Exercise instructions :: Copy all of the lines below word for word, but leave the pictures out of your answer.

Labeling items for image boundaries
* START *
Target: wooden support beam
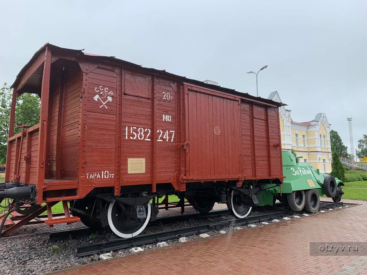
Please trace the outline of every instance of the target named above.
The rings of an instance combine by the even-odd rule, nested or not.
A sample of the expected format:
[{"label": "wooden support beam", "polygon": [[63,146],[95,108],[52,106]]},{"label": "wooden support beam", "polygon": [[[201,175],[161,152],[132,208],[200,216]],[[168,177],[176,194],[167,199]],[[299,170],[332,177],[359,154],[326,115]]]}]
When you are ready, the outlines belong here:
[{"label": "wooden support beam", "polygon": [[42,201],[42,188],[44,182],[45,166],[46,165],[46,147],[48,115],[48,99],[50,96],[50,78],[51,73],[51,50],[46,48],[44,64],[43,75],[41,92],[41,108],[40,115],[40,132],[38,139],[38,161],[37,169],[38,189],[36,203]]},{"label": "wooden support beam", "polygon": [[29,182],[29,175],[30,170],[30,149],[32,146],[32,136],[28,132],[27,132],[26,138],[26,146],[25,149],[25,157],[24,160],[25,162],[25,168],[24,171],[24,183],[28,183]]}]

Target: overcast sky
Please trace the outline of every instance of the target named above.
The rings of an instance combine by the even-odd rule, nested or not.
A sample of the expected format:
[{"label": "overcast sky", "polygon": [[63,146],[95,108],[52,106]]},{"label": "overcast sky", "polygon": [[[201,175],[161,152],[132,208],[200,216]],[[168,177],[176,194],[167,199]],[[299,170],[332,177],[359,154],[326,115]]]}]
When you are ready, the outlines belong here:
* END *
Answer to this task ::
Target: wooden support beam
Please trace the outline of every instance of the target named above.
The rings of an instance combine by the even-odd rule, nested or not.
A sample of the expected format:
[{"label": "wooden support beam", "polygon": [[63,146],[95,108],[52,106]]},{"label": "wooden support beam", "polygon": [[[201,175],[161,152],[132,208],[200,216]],[[168,177],[176,194],[167,199]],[[299,170],[332,177],[359,154],[326,115]]]}]
When you are ready, the outlines belong here:
[{"label": "wooden support beam", "polygon": [[42,201],[42,188],[44,182],[45,166],[46,165],[46,147],[48,115],[48,99],[50,96],[50,78],[51,73],[51,50],[46,48],[44,64],[43,75],[41,92],[41,108],[40,115],[40,132],[38,139],[38,161],[37,169],[38,189],[36,203]]},{"label": "wooden support beam", "polygon": [[29,182],[29,175],[30,170],[30,149],[32,146],[32,136],[28,132],[27,132],[26,138],[26,146],[25,149],[25,157],[24,160],[25,162],[25,168],[24,171],[24,183],[28,183]]}]

Target: overcast sky
Please trace the outline of every instance of the target named above.
The rings of an instance combine by the even-odd rule, nested or not.
A sample of the expected format:
[{"label": "overcast sky", "polygon": [[63,146],[95,108],[52,106]]},{"label": "overcast sky", "polygon": [[[201,175],[161,152],[132,208],[200,216]],[[168,177],[176,194],[167,199]],[[299,170],[332,177],[359,154],[326,115]]]}]
When you are ready, the outlines belong here:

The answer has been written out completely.